:: Given passage ::
7.3 The content of the Reports is only for the Customer’s general information and use for the Permitted Purpose and is not intended to address the Customer’s particular needs or requirements in any way. The Reports (or any of them or any part of them) do not constitute any form of recommendation, representation, advice or endorsement and are not intended to be relied upon by the Customer in making, or not making, investments or other decisions in place of professional or other advice. The Customer is responsible for checking the content of the Reports before entering into any commitment based upon them. The content of the Reports includes information calculated by reference to data provided by third parties, which may contain errors or inaccuracies. Furthermore, such data and information may be affected by circumstances that it may not have been possible to take into account in the generation, compilation and provision of the Reports and cannot be guaranteed to be error-free. Accordingly, the Customer agrees that Plimsoll cannot and will not accept any liability for any loss whatsoever arising as a result of any reliance placed on the Reports or on any data or information contained within the Reports.
7.4 Notwithstanding anything else contained in these Conditions, Plimsoll shall not be liable to the Customer whether in contract, tort (including negligence), breach of statutory duty, or otherwise, for any loss of profit, loss of business, or depletion of goodwill in each case whether direct, indirect or consequential, or any claims for consequential compensation whatsoever (howsoever caused) which arise out of or in connection with the Contract.
7.5 If notwithstanding the above provisions of this Clause 7, Plimsoll is held to be liable to the Customer for any reason, Plimsoll’s aggregate liability to the Customer under the Contract (whether arising from negligence, breach of contract or otherwise) shall not exceed the amount of the Charges.
7.6 Except as expressly set out in these Conditions, all warranties, conditions and other terms implied by statute or common law are, to the fullest extent permitted by law, excluded from the Contract.
7.7 Nothing in these Conditions shall limit or exclude Plimsoll's liability for death or personal injury caused by its negligence, or the negligence of its employees, agents or subcontractors, fraud or fraudulent misrepresentation or any other liability that cannot, as a matter of law, be excluded or limited.
7.8 This Clause 7 shall survive termination of the Contract.
8.1 The Customer may cancel the Contract:
(a) by sending an email including full details of the Order (including the order number) to firstname.lastname@example.org up until the time:
(i) 24 hours from the time of acceptance of the Order; or
(ii) IF EARLIER, the time of despatch of the applicable Report to the Customer. The Customer understands and agrees that the Reports will often be despatched shortly after the Order is accepted and that the Customer may therefore have only a very short period of time in which to cancel the Order; and
(b) if Plimsoll is in material breach of its obligations under the Contract.
(c) Without prejudice to the provisions of this Clause 8.1, if Plimsoll fails to meet the Customer’s expectations in any way, the Customer is asked to get in touch within 14 days.
8.2 Plimsoll reserves the right to cancel or suspend the Contract (without any liability to the Customer) if the Customer is in breach of the Contract or any other contract between the parties incorporating these Conditions.
:::
:: Provided data ::
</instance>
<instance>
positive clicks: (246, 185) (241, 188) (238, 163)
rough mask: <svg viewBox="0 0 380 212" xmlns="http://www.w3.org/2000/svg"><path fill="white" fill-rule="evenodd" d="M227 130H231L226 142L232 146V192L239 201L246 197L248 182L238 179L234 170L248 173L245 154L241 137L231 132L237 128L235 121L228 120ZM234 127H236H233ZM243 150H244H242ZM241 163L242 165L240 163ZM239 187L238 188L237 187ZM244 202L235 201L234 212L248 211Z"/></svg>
:::
● **Exercise goal**
Using the terms and conditions, explain in one to three sentences why Plimsoll accepts no liability for loss arising from reliance on the Reports.

● **Exercise response**
The Reports include information calculated from third-party data, which may contain errors or inaccuracies. That data may also be affected by circumstances that could not be taken into account when the Reports were produced, so the Reports cannot be guaranteed to be error-free. For that reason, the Customer agrees that Plimsoll will not accept liability for any loss caused by relying on the Reports.